Exercise directions:
Nothing outside the range is wanted. Repeat exactly the lines below from the one with "positive clicks: (114, 113)" through the one with "box: [92, 79, 140, 116]".

Data shown:
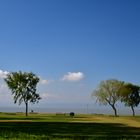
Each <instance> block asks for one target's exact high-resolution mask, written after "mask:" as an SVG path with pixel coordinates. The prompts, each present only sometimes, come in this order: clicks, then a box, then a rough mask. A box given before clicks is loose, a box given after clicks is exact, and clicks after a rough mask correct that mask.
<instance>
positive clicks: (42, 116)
mask: <svg viewBox="0 0 140 140" xmlns="http://www.w3.org/2000/svg"><path fill="white" fill-rule="evenodd" d="M3 115H4V116H7V120H5V119H4V117H3ZM1 117H2V118H3V119H4V120H3V119H2V118H1ZM11 117H12V118H11ZM0 118H1V120H0V130H1V131H0V139H9V140H12V139H13V140H14V139H15V140H20V139H21V140H22V139H23V140H24V139H28V140H33V139H34V140H41V139H42V140H46V139H48V140H61V139H62V140H90V139H91V140H112V139H113V140H114V139H115V140H128V139H129V140H132V139H133V140H135V139H137V140H138V139H139V138H140V133H139V132H140V125H139V124H140V117H137V118H136V117H134V118H132V117H119V118H118V117H117V118H116V117H110V116H96V115H77V114H76V115H75V117H74V118H71V117H70V116H69V115H67V116H56V114H32V115H30V116H29V117H28V118H26V117H25V116H23V114H4V113H1V114H0ZM8 118H9V119H8ZM126 122H128V123H129V122H130V124H131V125H132V124H133V125H132V126H131V125H128V124H127V123H126ZM136 122H137V123H136ZM136 124H137V125H138V126H136Z"/></svg>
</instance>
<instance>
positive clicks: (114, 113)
mask: <svg viewBox="0 0 140 140" xmlns="http://www.w3.org/2000/svg"><path fill="white" fill-rule="evenodd" d="M112 108H113V110H114V115H115V117H117V109H116V108H115V106H114V105H112Z"/></svg>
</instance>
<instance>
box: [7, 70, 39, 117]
mask: <svg viewBox="0 0 140 140" xmlns="http://www.w3.org/2000/svg"><path fill="white" fill-rule="evenodd" d="M5 82H6V83H7V85H8V87H9V89H11V91H12V95H13V96H14V103H17V101H18V102H19V105H20V104H21V103H22V102H24V103H25V105H26V115H27V109H28V102H31V103H36V102H38V101H39V100H40V99H41V98H40V96H39V94H37V93H36V86H37V83H38V82H39V78H38V77H37V76H36V75H35V74H33V73H32V72H30V73H27V72H24V73H23V72H21V71H19V72H12V73H9V74H8V75H7V78H5Z"/></svg>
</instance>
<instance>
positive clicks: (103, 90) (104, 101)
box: [92, 79, 140, 116]
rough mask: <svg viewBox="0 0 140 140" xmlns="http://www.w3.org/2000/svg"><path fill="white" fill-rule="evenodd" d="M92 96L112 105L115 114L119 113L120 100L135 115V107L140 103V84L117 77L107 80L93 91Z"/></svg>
mask: <svg viewBox="0 0 140 140" xmlns="http://www.w3.org/2000/svg"><path fill="white" fill-rule="evenodd" d="M92 97H96V99H97V101H98V102H99V103H100V104H103V105H110V106H111V107H112V109H113V110H114V115H115V116H117V115H118V114H117V108H116V103H117V102H118V101H120V102H122V103H124V105H125V106H128V107H130V108H131V110H132V113H133V116H135V107H138V105H139V104H140V86H138V85H135V84H132V83H126V82H124V81H119V80H116V79H110V80H105V81H101V82H100V84H99V85H98V87H97V88H96V89H95V90H94V91H93V93H92Z"/></svg>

Reply:
positive clicks: (114, 113)
mask: <svg viewBox="0 0 140 140" xmlns="http://www.w3.org/2000/svg"><path fill="white" fill-rule="evenodd" d="M112 108H113V110H114V115H115V117H117V109H116V108H115V106H114V105H112Z"/></svg>
</instance>
<instance>
box: [7, 70, 39, 117]
mask: <svg viewBox="0 0 140 140" xmlns="http://www.w3.org/2000/svg"><path fill="white" fill-rule="evenodd" d="M5 82H6V83H7V85H8V87H9V89H11V91H12V95H13V96H14V103H17V101H18V102H19V105H20V104H21V103H22V102H24V103H25V105H26V115H27V109H28V102H31V103H36V102H38V101H39V100H40V99H41V98H40V96H39V94H37V93H36V86H37V83H38V82H39V78H38V77H37V76H36V75H35V74H33V73H32V72H30V73H27V72H24V73H23V72H21V71H19V72H12V73H9V74H8V75H7V78H5Z"/></svg>
</instance>
<instance>
positive clicks: (103, 90) (104, 101)
box: [92, 79, 140, 116]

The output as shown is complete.